Start INPUT FOR THIS TASK

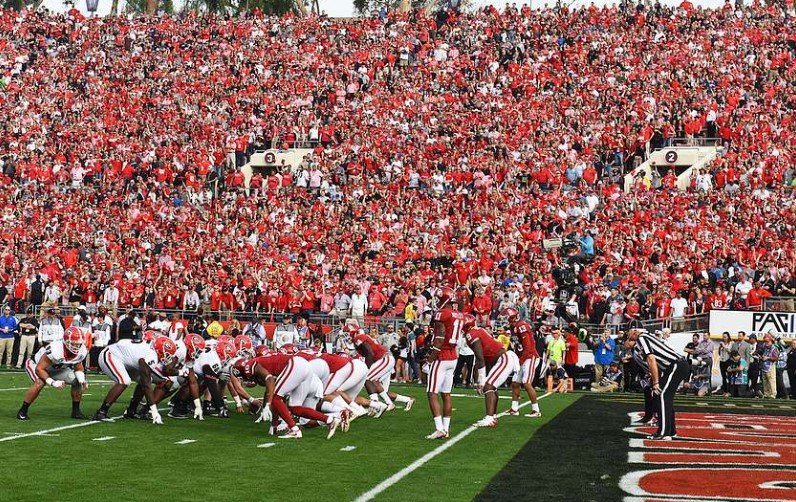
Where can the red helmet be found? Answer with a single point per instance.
(510, 314)
(243, 345)
(165, 348)
(288, 348)
(149, 336)
(225, 351)
(194, 345)
(469, 323)
(73, 339)
(445, 295)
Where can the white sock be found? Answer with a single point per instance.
(386, 397)
(328, 407)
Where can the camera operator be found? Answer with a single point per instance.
(603, 347)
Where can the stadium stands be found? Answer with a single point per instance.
(444, 151)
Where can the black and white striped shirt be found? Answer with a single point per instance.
(665, 356)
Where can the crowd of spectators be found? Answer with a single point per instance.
(445, 149)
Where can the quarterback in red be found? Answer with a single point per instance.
(522, 343)
(58, 364)
(504, 363)
(282, 375)
(442, 356)
(380, 365)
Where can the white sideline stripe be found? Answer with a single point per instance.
(476, 396)
(55, 429)
(47, 432)
(370, 494)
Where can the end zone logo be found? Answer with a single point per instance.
(782, 322)
(718, 457)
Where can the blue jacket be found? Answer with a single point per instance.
(11, 323)
(604, 352)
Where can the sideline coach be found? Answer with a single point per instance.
(667, 369)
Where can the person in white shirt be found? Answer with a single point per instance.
(256, 331)
(110, 298)
(161, 325)
(286, 333)
(743, 287)
(176, 328)
(52, 294)
(359, 305)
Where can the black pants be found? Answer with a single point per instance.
(723, 369)
(671, 379)
(464, 362)
(754, 377)
(650, 405)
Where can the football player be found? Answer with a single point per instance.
(504, 363)
(347, 378)
(442, 357)
(58, 364)
(282, 376)
(524, 344)
(127, 361)
(380, 364)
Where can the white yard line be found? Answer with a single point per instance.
(398, 476)
(55, 429)
(47, 432)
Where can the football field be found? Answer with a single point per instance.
(235, 459)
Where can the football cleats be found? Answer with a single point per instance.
(445, 296)
(244, 346)
(511, 315)
(225, 351)
(288, 348)
(469, 323)
(149, 336)
(194, 345)
(74, 339)
(165, 348)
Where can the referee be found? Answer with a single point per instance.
(667, 369)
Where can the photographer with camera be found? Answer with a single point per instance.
(603, 347)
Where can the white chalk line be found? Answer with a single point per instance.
(398, 476)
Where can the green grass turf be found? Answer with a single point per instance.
(143, 463)
(582, 454)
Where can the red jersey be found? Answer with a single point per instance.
(307, 354)
(490, 347)
(522, 341)
(363, 339)
(273, 364)
(335, 361)
(453, 322)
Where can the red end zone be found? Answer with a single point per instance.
(760, 449)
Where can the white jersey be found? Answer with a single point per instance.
(128, 352)
(208, 361)
(56, 353)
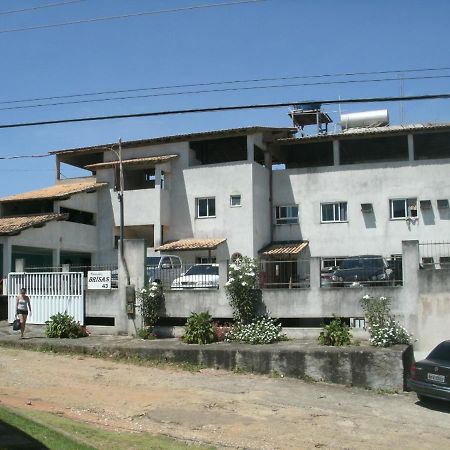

End INPUT FOR THIS TASK

_DIRECTIONS FOR THIS TASK_
Can you rewrite all the entries above with "a single point" replaced by "one point" and nothing else changed? Leave the pictures out.

_RESULT FOR THIS TASK_
Where can the red helmet be found? Answer with one point per instance.
(510, 314)
(243, 345)
(165, 348)
(288, 348)
(149, 336)
(225, 351)
(194, 345)
(469, 323)
(73, 339)
(445, 295)
Where can the white sock be found? Answer with one point per instance.
(386, 397)
(328, 407)
Where can the camera operator be found? Answer with one point per instance.
(603, 347)
Where can the stadium stands be found? Answer with one point per instance.
(444, 151)
Where can the black and white striped shirt be found? Answer with one point per instance.
(665, 356)
Where can the crowd of spectators be found? Answer with one point per instance.
(445, 149)
Where can the quarterback in red be found? Answer with one point per instance.
(522, 343)
(58, 364)
(504, 363)
(282, 375)
(442, 356)
(380, 365)
Where can the white sideline stripe be found? Answer with one point per instance.
(476, 396)
(55, 429)
(47, 432)
(370, 494)
Where can the end zone logo be found? Answer with one point per instance.
(782, 322)
(718, 457)
Where can the blue jacket be found? Answer with one point per instance.
(11, 323)
(604, 352)
Where can the sideline coach be found? Answer with one point per instance.
(667, 369)
Where can the person in white shirt be found? Answer with one point per instance.
(256, 331)
(110, 298)
(161, 325)
(286, 333)
(743, 287)
(176, 328)
(52, 294)
(359, 305)
Where can the black pants be found? Answer with one point per instance.
(723, 369)
(671, 379)
(464, 362)
(754, 377)
(650, 405)
Where can the football player be found? Answer with one point per instance.
(504, 363)
(347, 378)
(442, 357)
(58, 364)
(282, 376)
(524, 344)
(127, 361)
(380, 364)
Where can the white yard line be found? Answer with one point per instance.
(398, 476)
(55, 429)
(47, 432)
Where can the football field be found? Answer with one point per instance.
(235, 459)
Where can the football cleats be found? Answer with one point per instance.
(445, 296)
(244, 346)
(511, 315)
(225, 351)
(288, 348)
(469, 323)
(149, 336)
(194, 345)
(74, 339)
(165, 348)
Where can the referee be found? Answer with one point per instance.
(667, 369)
Where can the photographer with camera be found? Answer with one point per instance.
(603, 347)
Where can the white chalk line be found? Answer with one point per instance.
(398, 476)
Where can the green grass turf be found? Answer with one point per instance.
(143, 463)
(582, 454)
Where can the red jersey be found? Answer with one point per instance.
(307, 354)
(490, 347)
(522, 341)
(363, 339)
(273, 364)
(335, 361)
(453, 322)
Where can the red end zone be found? Answer with one point per instance.
(760, 449)
Where can the white jersey be found? Answer with one point per instance.
(128, 352)
(208, 361)
(56, 353)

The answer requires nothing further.